**What is needed**.
Render each line of the listing below as a numbered list, skipping blank lines.

**Raw data**.
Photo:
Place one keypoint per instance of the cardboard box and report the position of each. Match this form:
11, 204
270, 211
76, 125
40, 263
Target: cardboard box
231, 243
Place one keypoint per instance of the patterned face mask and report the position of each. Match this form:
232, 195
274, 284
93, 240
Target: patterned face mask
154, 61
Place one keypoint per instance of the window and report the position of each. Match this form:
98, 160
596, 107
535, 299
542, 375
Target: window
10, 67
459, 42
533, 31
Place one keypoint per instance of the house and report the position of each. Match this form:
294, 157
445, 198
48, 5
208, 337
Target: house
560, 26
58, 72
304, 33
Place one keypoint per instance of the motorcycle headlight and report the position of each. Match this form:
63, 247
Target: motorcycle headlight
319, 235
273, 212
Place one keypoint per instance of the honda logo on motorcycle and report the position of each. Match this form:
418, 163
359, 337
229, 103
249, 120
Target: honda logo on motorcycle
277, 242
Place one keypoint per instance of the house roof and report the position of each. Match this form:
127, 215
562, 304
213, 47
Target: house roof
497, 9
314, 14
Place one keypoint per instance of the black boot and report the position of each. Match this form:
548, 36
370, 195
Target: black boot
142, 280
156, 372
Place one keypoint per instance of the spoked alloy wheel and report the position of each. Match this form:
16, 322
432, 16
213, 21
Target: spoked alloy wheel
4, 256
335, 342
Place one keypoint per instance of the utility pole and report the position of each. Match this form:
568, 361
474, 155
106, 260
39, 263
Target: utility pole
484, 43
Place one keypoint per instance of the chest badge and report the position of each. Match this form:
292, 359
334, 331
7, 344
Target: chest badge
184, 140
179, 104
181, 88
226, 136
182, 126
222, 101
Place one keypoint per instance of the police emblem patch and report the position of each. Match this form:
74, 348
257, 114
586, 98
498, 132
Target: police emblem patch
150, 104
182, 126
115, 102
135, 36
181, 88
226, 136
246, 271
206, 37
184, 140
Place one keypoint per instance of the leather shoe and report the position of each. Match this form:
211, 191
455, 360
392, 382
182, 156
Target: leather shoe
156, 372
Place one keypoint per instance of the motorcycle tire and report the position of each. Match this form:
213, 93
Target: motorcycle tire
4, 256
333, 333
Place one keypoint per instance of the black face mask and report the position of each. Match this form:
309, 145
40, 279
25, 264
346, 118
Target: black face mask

**Answer to this exercise**.
1. Photo:
2. Place one keypoint per instance of the cardboard box and report the position of each. Match this form:
3. 11, 204
4. 270, 211
5. 76, 125
6. 40, 263
7. Target: cardboard box
8. 231, 243
9. Place one keypoint per instance of the patterned face mask and report the position of each. Match this form:
10. 232, 195
11. 274, 284
12. 93, 240
13. Target: patterned face mask
14. 154, 61
15. Place one keypoint per instance of the window and report the position of each. Match this form:
16. 98, 160
17. 596, 107
18. 535, 299
19. 542, 375
20. Target: window
21. 10, 67
22. 459, 42
23. 533, 31
24. Place one keypoint per instance of the house and report the position of each. Match this form:
25. 294, 157
26. 445, 198
27. 48, 5
28. 208, 337
29. Target: house
30. 560, 26
31. 58, 72
32. 304, 33
33. Place one keypoint per instance of the motorcycle headlight and report the position of each. Match this form:
34. 63, 247
35. Target: motorcycle headlight
36. 319, 235
37. 273, 212
38. Place one keypoint per instance of the honda logo on motorcycle and report the position of each. Match this form:
39. 418, 163
40. 359, 337
41. 229, 103
42. 249, 120
43. Target: honda logo on motorcycle
44. 277, 242
45. Place one keypoint per instance of the house roof and report the position of each. Match this form:
46. 127, 215
47. 562, 304
48. 213, 47
49. Target: house roof
50. 497, 9
51. 314, 14
52. Place one keypoint per instance of the black boot and report the position of each. Match this form:
53. 548, 36
54. 370, 195
55. Target: black boot
56. 142, 280
57. 156, 372
58. Place one keypoint per instance of the spoked alloy wheel and report the position of each. Match this form:
59. 16, 322
60. 432, 16
61. 213, 21
62. Target: spoked alloy wheel
63. 4, 256
64. 335, 342
65. Place one keypoint per instance of the utility pole and report the position of each. Match this form:
66. 568, 361
67. 474, 155
68. 106, 260
69. 39, 263
70. Target: utility pole
71. 484, 43
72. Place one keypoint per instance of the chest badge and report the position of each. Match this form:
73. 292, 359
74. 334, 331
75. 7, 344
76. Target: chest badge
77. 184, 140
78. 179, 104
79. 181, 88
80. 226, 136
81. 182, 126
82. 222, 101
83. Place one keypoint per instance of the police emblem patch and report the position of each. Match this form:
84. 74, 348
85. 257, 114
86. 586, 98
87. 498, 132
88. Target: police emblem patch
89. 150, 104
90. 182, 126
91. 115, 102
92. 135, 36
93. 181, 88
94. 226, 136
95. 246, 271
96. 206, 37
97. 184, 140
98. Place one keypoint per instance of the leather shoe and report the position of each. Match this form:
99. 211, 191
100. 455, 360
101. 392, 382
102. 182, 156
103. Target: leather shoe
104. 156, 372
105. Place one keypoint per instance of the motorcycle tire and report the position of each. Match this form:
106. 213, 93
107. Target: motorcycle tire
108. 4, 256
109. 333, 333
110. Place one keypoint per instance of the black face mask and report the position of each. Match this form:
111. 309, 145
112. 40, 279
113. 25, 264
114. 346, 118
115. Target: black face mask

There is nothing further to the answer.